TASK DETAILS: Return, from the lines below, each one that includes the word "Drop".

(Saved data entries)

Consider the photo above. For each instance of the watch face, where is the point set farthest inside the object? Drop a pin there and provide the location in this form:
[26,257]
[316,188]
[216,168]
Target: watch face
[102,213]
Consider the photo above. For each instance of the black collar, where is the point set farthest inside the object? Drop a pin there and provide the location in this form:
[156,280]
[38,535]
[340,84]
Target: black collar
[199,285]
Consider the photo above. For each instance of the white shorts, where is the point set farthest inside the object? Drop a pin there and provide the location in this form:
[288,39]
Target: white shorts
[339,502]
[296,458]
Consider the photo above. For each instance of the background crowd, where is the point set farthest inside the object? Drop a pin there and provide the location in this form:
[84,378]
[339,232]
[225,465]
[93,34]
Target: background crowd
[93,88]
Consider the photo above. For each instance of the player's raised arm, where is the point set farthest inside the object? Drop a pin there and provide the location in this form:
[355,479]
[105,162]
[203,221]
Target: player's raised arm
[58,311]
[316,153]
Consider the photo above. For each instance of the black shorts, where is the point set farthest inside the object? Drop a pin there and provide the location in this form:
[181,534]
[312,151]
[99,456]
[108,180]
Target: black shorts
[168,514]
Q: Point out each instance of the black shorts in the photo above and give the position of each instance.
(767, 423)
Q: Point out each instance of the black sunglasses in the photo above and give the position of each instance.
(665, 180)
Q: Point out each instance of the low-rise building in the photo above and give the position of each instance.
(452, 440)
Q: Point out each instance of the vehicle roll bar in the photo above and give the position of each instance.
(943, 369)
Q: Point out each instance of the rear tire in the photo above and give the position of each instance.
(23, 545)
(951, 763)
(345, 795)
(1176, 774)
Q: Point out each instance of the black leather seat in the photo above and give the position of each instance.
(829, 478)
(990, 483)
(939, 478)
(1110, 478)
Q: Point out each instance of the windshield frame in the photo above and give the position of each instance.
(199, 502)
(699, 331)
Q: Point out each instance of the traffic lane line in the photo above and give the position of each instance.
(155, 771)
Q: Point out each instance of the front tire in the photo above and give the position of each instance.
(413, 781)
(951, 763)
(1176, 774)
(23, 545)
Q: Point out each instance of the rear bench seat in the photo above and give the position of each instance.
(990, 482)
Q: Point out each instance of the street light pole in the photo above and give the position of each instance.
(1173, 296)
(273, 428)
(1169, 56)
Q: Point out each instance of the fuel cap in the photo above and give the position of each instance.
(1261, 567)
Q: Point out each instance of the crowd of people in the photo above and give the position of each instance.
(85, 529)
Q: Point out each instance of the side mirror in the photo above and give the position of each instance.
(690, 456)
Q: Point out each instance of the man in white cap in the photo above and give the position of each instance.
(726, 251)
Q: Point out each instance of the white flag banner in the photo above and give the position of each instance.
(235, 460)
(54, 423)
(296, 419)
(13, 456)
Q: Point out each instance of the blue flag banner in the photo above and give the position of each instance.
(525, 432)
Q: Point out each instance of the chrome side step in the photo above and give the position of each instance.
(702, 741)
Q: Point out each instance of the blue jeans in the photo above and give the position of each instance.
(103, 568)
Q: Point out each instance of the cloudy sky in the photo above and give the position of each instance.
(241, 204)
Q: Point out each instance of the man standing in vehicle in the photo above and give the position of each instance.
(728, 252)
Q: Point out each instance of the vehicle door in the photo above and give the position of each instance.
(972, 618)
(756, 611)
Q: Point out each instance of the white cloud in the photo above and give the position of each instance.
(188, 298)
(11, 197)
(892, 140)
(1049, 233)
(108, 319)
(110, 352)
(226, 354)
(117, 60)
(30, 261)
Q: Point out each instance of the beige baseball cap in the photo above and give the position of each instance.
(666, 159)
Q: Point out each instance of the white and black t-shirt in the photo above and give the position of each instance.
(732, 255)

RESULT:
Consider the photo above. For each instance of the watch face, where is the point set farthest inside the object? Drop a pin there and provide the location in this form:
Consider the photo above. For each instance of the black collar, where is the point set farthest inside the object? Drop a pin there and provide the location in this form:
Consider the photo above. For each instance of the white shorts, where is the point set farthest inside the object? Drop a pin there and provide the location in this form:
Consider the photo above. For each instance of the background crowd, where is the point set farthest inside the object? Drop a pin there and provide the location in this form:
Consider the photo above. For each instance of the player's raised arm, where is the point set farthest inside the object? Drop a pin there and provide the location in this form:
Consider the photo above. For each instance of the black shorts, where is the point set farthest inside the object? Drop a pin there and provide the location in this form:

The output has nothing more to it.